Task material:
★ ★ ★ ★ ★
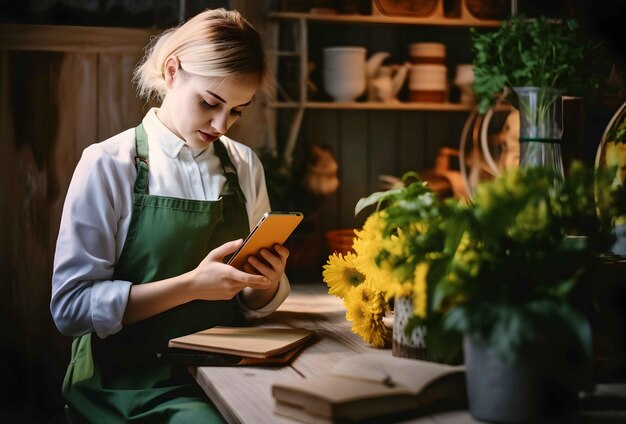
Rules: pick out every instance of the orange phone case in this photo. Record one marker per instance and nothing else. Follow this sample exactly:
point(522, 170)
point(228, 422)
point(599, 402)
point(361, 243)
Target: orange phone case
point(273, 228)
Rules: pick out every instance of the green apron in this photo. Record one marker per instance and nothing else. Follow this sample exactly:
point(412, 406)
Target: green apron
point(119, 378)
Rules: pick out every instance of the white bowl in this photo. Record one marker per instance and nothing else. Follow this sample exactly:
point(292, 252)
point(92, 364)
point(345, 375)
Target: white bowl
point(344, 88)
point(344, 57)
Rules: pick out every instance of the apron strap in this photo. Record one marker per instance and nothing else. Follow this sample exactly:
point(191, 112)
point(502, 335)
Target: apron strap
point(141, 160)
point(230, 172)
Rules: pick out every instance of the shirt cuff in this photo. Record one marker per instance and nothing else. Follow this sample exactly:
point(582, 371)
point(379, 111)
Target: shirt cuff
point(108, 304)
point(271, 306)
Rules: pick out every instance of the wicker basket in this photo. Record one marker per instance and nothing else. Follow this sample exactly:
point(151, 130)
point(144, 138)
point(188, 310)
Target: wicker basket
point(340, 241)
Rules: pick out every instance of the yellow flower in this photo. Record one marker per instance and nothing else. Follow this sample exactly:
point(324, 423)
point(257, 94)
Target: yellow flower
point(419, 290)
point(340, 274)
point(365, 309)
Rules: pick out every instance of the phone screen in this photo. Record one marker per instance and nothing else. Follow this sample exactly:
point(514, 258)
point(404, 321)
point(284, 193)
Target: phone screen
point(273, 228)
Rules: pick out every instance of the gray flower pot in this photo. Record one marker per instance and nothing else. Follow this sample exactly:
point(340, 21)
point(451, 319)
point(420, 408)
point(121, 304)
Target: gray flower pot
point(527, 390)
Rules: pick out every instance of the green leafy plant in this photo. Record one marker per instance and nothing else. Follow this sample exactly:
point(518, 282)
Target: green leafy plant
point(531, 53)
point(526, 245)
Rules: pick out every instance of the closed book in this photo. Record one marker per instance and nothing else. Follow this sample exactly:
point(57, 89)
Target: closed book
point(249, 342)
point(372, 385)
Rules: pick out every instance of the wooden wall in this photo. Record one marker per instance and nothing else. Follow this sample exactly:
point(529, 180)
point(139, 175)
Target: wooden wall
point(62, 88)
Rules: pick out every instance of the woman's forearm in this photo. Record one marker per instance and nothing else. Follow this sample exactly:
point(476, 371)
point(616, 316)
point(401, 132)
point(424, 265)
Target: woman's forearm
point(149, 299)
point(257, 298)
★ ★ ★ ★ ★
What is asked: Reproduce all of the material above verbatim, from beginning to end. Leave out the pictures.

Exercise answer:
Rules: pick out every instance of the orange phone case in this photo. Record one marker per instance and nothing else. Follow this sample exactly:
point(522, 170)
point(228, 422)
point(599, 402)
point(361, 243)
Target: orange phone case
point(273, 228)
Rules: pick out every instance of the green apron in this photo. Record one marker per instance and nothing else. Follow this sample exactly:
point(412, 406)
Target: green apron
point(119, 378)
Rules: pick out every instance of the white bowl in this photo. Record one marker per instance and nothing else. Follow this sample exactly:
point(292, 252)
point(92, 364)
point(345, 375)
Target: white bowl
point(344, 88)
point(344, 57)
Rules: pick out every instance of the apron strap in this photo. Record one marker per instance and nothing else. Follow this sample exactly:
point(191, 112)
point(502, 335)
Target: apron strap
point(141, 160)
point(230, 172)
Rules: pick out every instance of the shirt cuff in this photo. Record one marker per instance and nothing else. Follow this sample exactly:
point(582, 371)
point(379, 111)
Target: shirt cuff
point(108, 304)
point(271, 306)
Rules: pick out every instance of the wicker basket in this photo. Record one marker per instance and nothing else. Follow this sample exactly:
point(151, 130)
point(144, 138)
point(188, 310)
Target: wicker basket
point(340, 241)
Rules: pick out every instance of the yellow flower in this photo. Record one marker per instance and nothing else. Follow this sample exactly:
point(324, 423)
point(257, 94)
Target: yellow flower
point(419, 290)
point(340, 274)
point(365, 309)
Rules: pick out every instance of the phone screen in this photo. Record one marker per instance and nothing else. Follow this sample exactly:
point(514, 258)
point(404, 321)
point(284, 193)
Target: phone screen
point(273, 228)
Rules: pick out every instance of the gray flower pot in this photo. Record one marker per instance and nothing else. Follow this sample exactly:
point(340, 21)
point(451, 319)
point(420, 408)
point(121, 304)
Target: gray flower pot
point(527, 390)
Rules: pick out every instance of the green leafy plant in this photo. Record one marker per instance and nothing else. Follow this sample exactly:
point(518, 282)
Target: green leafy plant
point(531, 53)
point(526, 245)
Rules: pick out every instance of the closed book in this photo. Record one marker per instance and nothing else. Follow this sample exactly:
point(57, 89)
Target: closed book
point(249, 342)
point(372, 385)
Rules: pick out every instance of the wooden wall in this photo. Record one marker per instance and nothing else. Follow this sample exactly:
point(529, 180)
point(139, 175)
Target: wooden wall
point(62, 88)
Rules: pick out every instance of the woman's forearm in this photo. Record one marker per instance and nothing else. Follow this sample exactly:
point(476, 371)
point(616, 316)
point(401, 132)
point(424, 265)
Target: woman's forearm
point(149, 299)
point(257, 298)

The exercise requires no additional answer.